* [Required actions]
1. According to the passage on Elahi's poetry, where is the translation of "Five Scenes from Icarus" forthcoming?
2. Continue the passage on Elahi's poetry, starting after its last sentence.

* [Extract provided]
• • • • • • •
INTERTEXTS showcases Elahi’s cosmopolitan literary outlook, which regularly traversed national and linguistic boundaries in search of poetic newness and to develop an autonomous imagination.
Pieter Bruegel the Elder, Landscape with the Fall of Icarus (c. 1588)
1.
Elahi’s poem “Five Scenes from Icarus” (later included in Youths) translates Greek mythology into an Iranian milieu. Our translation of the poem is forthcoming in The Kenyon Review (March/April 2019 issue); hence we can only summarize it here. We will post it as soon as it is published. In lieu of the translation, here is a summary, followed by the text read in Persian by the co-translator Kayvan Tahmasebian.
• • • • • • •
Entries from a dataset
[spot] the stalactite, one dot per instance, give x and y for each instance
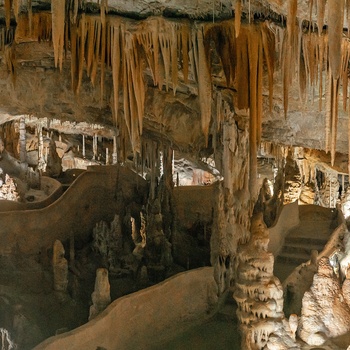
(97, 51)
(311, 4)
(165, 48)
(348, 139)
(204, 85)
(103, 10)
(10, 59)
(321, 45)
(321, 8)
(81, 50)
(58, 8)
(74, 55)
(174, 58)
(335, 33)
(348, 16)
(16, 8)
(328, 111)
(7, 6)
(116, 65)
(289, 53)
(253, 50)
(268, 43)
(334, 117)
(344, 72)
(242, 72)
(185, 35)
(238, 15)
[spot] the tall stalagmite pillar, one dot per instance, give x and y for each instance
(22, 140)
(101, 296)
• • • • • • •
* [Task responses]
1. In The Kenyon Review, March/April 2019 issue.

2.
“Five Scenes from Icarus” offers five variations on the descent of Icarus, the master craftsman, to the earth. The “scenes [majles]” in the title refers to the traditional Iranian art of screen-reading (pardeh-khani), whereby public readings of Ferdowsi’s Book of Kings and oral traditions relating to Imam Hussein’s martyrdom were staged in front of a large canvas depicting scenes from the lives of the holy Shiite Imams. Performed in coffeehouses, these screen-readings aimed first and foremost to move the audience. Throughout the poem’s dream sequences, Elahi places Pound’s modernist poetics side by side with the incantations of the Zoroastrian Gathas. One paradigmatic sequence interweaves the Shiite legend of the Imam Reza’s protection of a deer from certain slaughter with the myth of Icarus, descending from the sky to the earth. As if speaking for his oeuvre in general, Elahi wishes in this sequence that “poetry could mix the two legends [of Shiism and Icarus] together.”
Five Scenes from Icarus (Persian), read by Kayvan Tahmasebian
INTERTEXTS: Other famous ekphrastic readings of the Icarus story
2.
W. H. Auden, “Musée des Beaux-Arts” (1930)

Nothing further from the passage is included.